Segment Start: Source document

He’s currently working on a National Science Foundation-funded project, for which he’s asking people to “donate” data about sexual experiences. His team is using this information to train models to detect red flags in conversations. Ultimately, he’d like it if companies like Match Group incorporated his resulting models — but he has encountered “a lot of red tape around that.”
And while AI currently reinforces racist stereotypes, it could also be harnessed to promote sensitivity among online daters. Apps could warn people that their drafts may be perceived as offensive to specific cultures — somewhat like Tinder’s feature rolled out in 2021 that asks users whether they want to send a potentially harmful message.
“These language models can embody personas to some extent,” Mina Lee, a Ph.D. student who researches human-AI interaction and language models at Stanford University, tells Inverse. “You can have a model have this kind of personality with this kind of cultural background and you could tell this person, ‘Your message might be perceived in this way.’”
Dating disclosures
Computer-assisted romance comes with some pitfalls. For one, Lee and Teman point out that all of our chatbot-guided conversations could fall into similar patterns.
Since people often draw inspiration for their profiles and conversations from other users or online guides, apps can already feel monotonous — think: all the dog photos on Tinder. The nature of AI means that models move about like a snowball hurtling down a hill, quickly gathering information from users and sites around the internet.
“[People on dating apps] are all becoming so much like each other and AI is only going to accelerate that,” Teman says.
Lee imagines chatbots “kind of homogenizing what people might talk about,” she says. “It may look ‘creative’ in a sense that it’s something new to you, but at a global scale it might be asking similar or the same questions to a lot of people, which I don’t think we understand the impact of.”

Segment End: Source document

Action item A>
In the article on AI and dating apps, at which university does Mina Lee research human-AI interaction and language models?
Action item B>
Name every organization, company, app, or publication mentioned in the article on AI and dating apps.
Action item C>
Please write the next part of the article on AI and dating apps, starting after its final paragraph.

Segment Start: Source material

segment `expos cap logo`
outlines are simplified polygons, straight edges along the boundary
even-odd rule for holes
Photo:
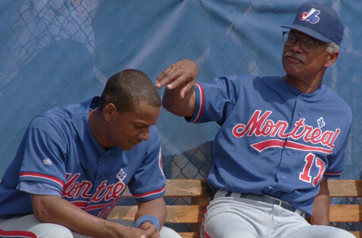
[[[319,17],[318,14],[320,13],[320,11],[312,8],[308,12],[303,12],[300,15],[300,20],[302,21],[309,21],[311,23],[315,24],[319,21]]]

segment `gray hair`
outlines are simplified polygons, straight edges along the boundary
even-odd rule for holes
[[[339,46],[335,42],[331,42],[327,45],[327,48],[326,49],[326,51],[328,53],[332,53],[334,51],[339,51]]]

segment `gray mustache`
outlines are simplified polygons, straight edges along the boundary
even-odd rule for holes
[[[294,58],[296,58],[303,63],[305,63],[304,58],[303,58],[303,56],[302,56],[300,54],[299,54],[298,53],[295,53],[295,52],[293,52],[292,51],[288,51],[284,54],[285,57],[286,57],[287,56],[291,56],[294,57]]]

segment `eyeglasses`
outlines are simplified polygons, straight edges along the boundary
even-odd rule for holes
[[[300,48],[306,53],[311,52],[317,44],[326,46],[326,44],[317,42],[308,37],[299,38],[297,37],[295,34],[289,31],[283,32],[283,43],[284,45],[288,47],[291,47],[300,39],[299,43]]]

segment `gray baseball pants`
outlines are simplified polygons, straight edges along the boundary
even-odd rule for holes
[[[344,230],[311,225],[301,216],[277,205],[238,197],[219,190],[207,206],[201,225],[204,238],[355,238]]]

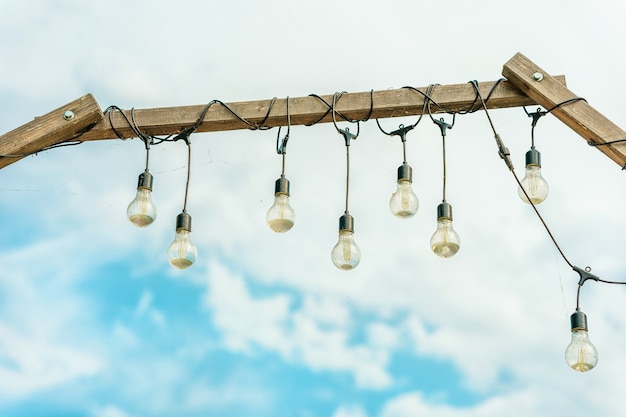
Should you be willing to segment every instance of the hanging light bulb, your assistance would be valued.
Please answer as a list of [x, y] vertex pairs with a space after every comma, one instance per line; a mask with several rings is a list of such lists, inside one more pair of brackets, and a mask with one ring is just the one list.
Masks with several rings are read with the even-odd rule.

Segment End: Source material

Result A>
Stanford University

Result B>
National Science Foundation, Match Group, Tinder, Stanford University, Inverse

Result C>
People may also misinterpret robot romance — particularly if apps or users don’t clearly state whether they’re incorporating AI into conversations or personal bios, Sundar says. For example, love poetry churned out by ChatGPT could mislead human users who may read too much between the bot-written lines.
When asked if AI could help someone find love by Inverse, ChatGPT replied:
“As an AI language model, I can assist individuals in many ways, but finding love is a complex and personal experience that is best left to the individual. While AI technology can be used to help individuals find potential partners through dating apps and websites, the process of building a meaningful and lasting relationship is ultimately a human experience that requires emotional and social intelligence, which AI does not possess.”
Still, Sundar says his research has found that people may trust computer-generated content as much as human-generated content — as long as it’s properly disclosed.
Disclosure can cut two ways: Our willingness to trust AI may encourage us to offer up increasingly intimate data to the companies behind the bots. Both Teman and Margot say their apps encrypt users’ information, but that is no guarantee that information will not find its way into bad actors’ — or just advertisers’ — hands.
That’s the conundrum: These algorithms need lots of personal information to work well, but the details you offer up to potential mates can be highly revealing. Dating apps and websites already have a reputation for spreading users’ information and tend to be vulnerable to major hacks.
Despite all of the unknowns, Sundar, for his part, thinks we don’t really need to know whether a human or robot wrote our sweet nothings.
“It’s going to become such a normal part of our communications — the involvement of AI — that it may not be necessary for us to come out and specifically disclose,” he says.
“I think in the long run, it’ll become a mutually accepted social lie that we tell ourselves.”